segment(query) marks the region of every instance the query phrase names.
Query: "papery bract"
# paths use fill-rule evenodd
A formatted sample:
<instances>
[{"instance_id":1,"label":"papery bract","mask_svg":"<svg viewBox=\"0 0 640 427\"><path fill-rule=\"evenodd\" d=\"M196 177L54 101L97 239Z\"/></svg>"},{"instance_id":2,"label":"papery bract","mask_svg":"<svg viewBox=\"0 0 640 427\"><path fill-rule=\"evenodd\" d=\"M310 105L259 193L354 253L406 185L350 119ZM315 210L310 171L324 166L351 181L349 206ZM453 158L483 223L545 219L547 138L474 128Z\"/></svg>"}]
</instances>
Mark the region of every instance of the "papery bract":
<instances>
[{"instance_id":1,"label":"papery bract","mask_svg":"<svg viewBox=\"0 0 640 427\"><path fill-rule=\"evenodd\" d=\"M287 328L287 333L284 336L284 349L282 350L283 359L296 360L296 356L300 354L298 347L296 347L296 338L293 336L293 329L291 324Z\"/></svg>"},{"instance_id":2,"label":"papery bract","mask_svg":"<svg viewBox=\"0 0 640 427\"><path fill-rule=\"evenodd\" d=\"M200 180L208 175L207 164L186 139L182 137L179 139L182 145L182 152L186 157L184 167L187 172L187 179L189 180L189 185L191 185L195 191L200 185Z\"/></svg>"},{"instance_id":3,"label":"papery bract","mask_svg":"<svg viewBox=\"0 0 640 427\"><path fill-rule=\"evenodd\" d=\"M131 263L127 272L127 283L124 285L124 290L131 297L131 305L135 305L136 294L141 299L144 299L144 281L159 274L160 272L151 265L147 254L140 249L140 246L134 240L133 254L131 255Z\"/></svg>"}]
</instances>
________________
Work order ▸
Whatever appears in the data above is to be set down exactly.

Response area ▸
segment(query) marks the region of every instance the query phrase names.
Query: "papery bract"
# paths use fill-rule evenodd
A formatted sample:
<instances>
[{"instance_id":1,"label":"papery bract","mask_svg":"<svg viewBox=\"0 0 640 427\"><path fill-rule=\"evenodd\" d=\"M196 177L54 101L97 239Z\"/></svg>"},{"instance_id":2,"label":"papery bract","mask_svg":"<svg viewBox=\"0 0 640 427\"><path fill-rule=\"evenodd\" d=\"M310 105L259 193L354 253L406 185L350 119ZM315 210L310 171L324 166L351 181L349 206ZM453 158L483 223L545 219L547 138L474 128Z\"/></svg>"}]
</instances>
Mark the region of every instance of the "papery bract":
<instances>
[{"instance_id":1,"label":"papery bract","mask_svg":"<svg viewBox=\"0 0 640 427\"><path fill-rule=\"evenodd\" d=\"M287 328L287 333L284 336L284 349L282 350L283 359L296 360L296 356L300 354L298 347L296 347L296 338L293 336L293 329L291 324Z\"/></svg>"},{"instance_id":2,"label":"papery bract","mask_svg":"<svg viewBox=\"0 0 640 427\"><path fill-rule=\"evenodd\" d=\"M200 180L208 175L207 164L186 139L182 137L179 139L182 145L182 152L186 157L184 167L187 172L187 179L189 180L189 185L191 185L195 191L200 185Z\"/></svg>"},{"instance_id":3,"label":"papery bract","mask_svg":"<svg viewBox=\"0 0 640 427\"><path fill-rule=\"evenodd\" d=\"M131 263L127 272L127 283L124 285L124 290L131 297L131 305L135 305L136 294L141 299L144 299L144 281L159 274L160 272L151 265L147 254L140 249L140 246L134 240L133 254L131 255Z\"/></svg>"}]
</instances>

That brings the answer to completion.